▶ Problem set
1. Do the following statements agree with the Grenfell forum thread below? For each, answer yes or no and quote the deciding words.
(a) The mobile phone footage came from someone on an upper floor.
(b) One poster says it is certain that the drawings doing the rounds show what was built.
(c) Grenfell had a client-side CoW.
2. What are the answers to these questions on the Grenfell forum thread below?
(a) What word would Flyingfemme have used to describe it?
(b) Which users liked the post about business contributing to political party funds?
(c) By whom was Grenfell's client-side CoW badly employed?
3. Can you carry on the Grenfell forum thread below, picking up after its final post?

▶ Page
** begin **

They had mobile phone footage from someone on an upper floor soon after the fire broke out and during the fire's progress showing smoke appearing at his window cill long before the fire got anywhere near his floor.
#1546505
Is there a link to the drawings, and are we sure that they are the final construction details, not just planning drawings? In any case, it's not certain that any drawings doing the rounds are what was built.
#1816222
I’d have described it as “damning”.

The question is, “how do we bring honesty and responsibility back into commercial and public life?” It seems that nobody will consider anything other than profits and their own backside while “public servants” abrogate responsibility and hide behind process. Box ticking is all that matters.........
#1816223
Flyingfemme wrote:I’d have described it as “damning”.

The question is, “how do we bring honesty and responsibility back into commercial and public life?” It seems that nobody will consider anything other than profits and their own backside while “public servants” abrogate responsibility and hide behind process. Box ticking is all that matters.........



When business contributes to political party funds in many ways, it’s difficult for public servants to get support from their masters. Ditto local councils. He who pays the piper. ..
johnm, kanga, Flyin'Dutch' liked this
#1816230
Grenfell had a client-side CoW. They were badly employed by the client.

** end **

▶ Dataset content

** begin **

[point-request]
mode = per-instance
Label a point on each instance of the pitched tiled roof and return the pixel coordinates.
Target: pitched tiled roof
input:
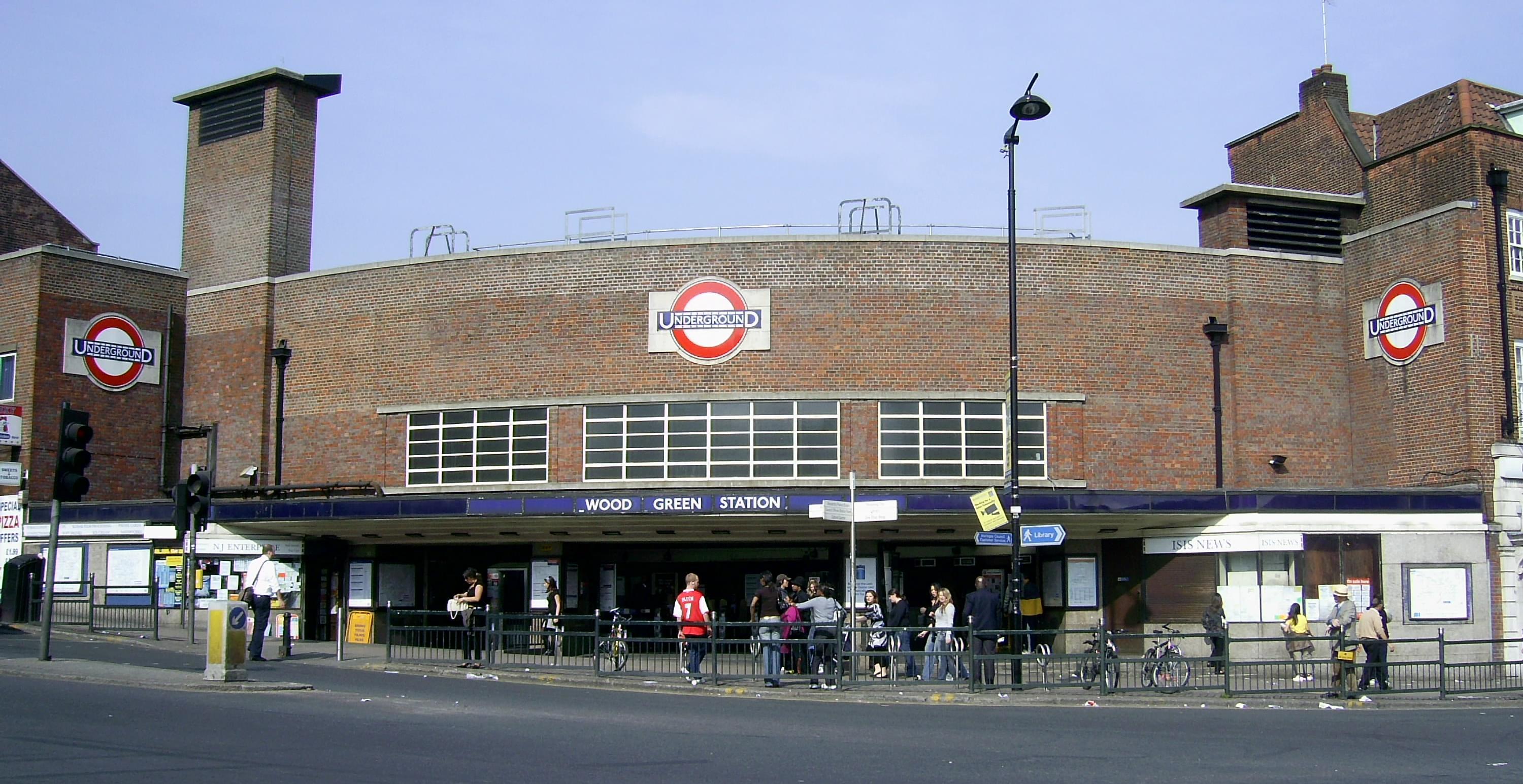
(1438, 113)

** end **

▶ Answers for the tasks
1.
(a) Yes: "They had mobile phone footage from someone on an upper floor"
(b) No: "it's not certain that any drawings doing the rounds are what was built"
(c) Yes: "Grenfell had a client-side CoW."

2.
(a) "Damning"
(b) johnm, kanga and Flyin'Dutch'
(c) By the client

3.
I've watched a goodly amount of the enquiry over the last few months and at the start of this it seemed obvious that the holes in the Design & Build procurement Swiss cheese would be lined up. And so it was - no surprises there then. D&B in expert hands can be a wonderous thing but D&B also allows a know-nothing client to stay know-nothing with a veneer of "project management" experience being applied by client staff that know less about procuring construction than I know about social services. Prince2 qualifications be damned.

What came as a bit of a surprise was the egregious negligence of some suppliers. But worse, their utter dedication to falsify how their product is presented to market is a scandal that goes far beyond a single tragedy. It should become a criminal matter in due course.

There will be lots of bleating about how councils should do Building Regulations approvals, and calls for the return of Fire Officers. This will be the shallow political opportunism that doesn't solve anything which is borne out by the fact that it was the public sector that mightily screwed up in the Grenfell affair. The private sector is quite capable of regulating itself.

Criminals will always do what criminals do but a real solution here is for corporate manslaughter prosecutions to be brought more often and more successfully. There are quite a few people who should be going to jail over the Grenfell fire. Since quite a few of them are in the public sector I'm not holding out much hope of that.
Charles Hunt liked this
#1816535
@Flyin'Dutch' said
and the hordes of bankers ending up in goal....


Would that count as an "own-goal" Frank? :lol:

As morality and ethics are apparently non-existent in Business and Public "service" nowadays, Perhaps the Courts and Prosecutors should severely punish not only those who neglected their moral obligations, but the big-cheeses who technically had oversight of them.

Such seemingly onerous repercussions would maybe curb the personal greed and tendency to scapegoat some lowly workers ,whilst the fat-cats lap up the cream!
#1816581
Flyin'Dutch' wrote:You seem to have forgotten the sterling work 'the markets' did in self regulating themselves and the banks and the hordes of bankers ending up in goal....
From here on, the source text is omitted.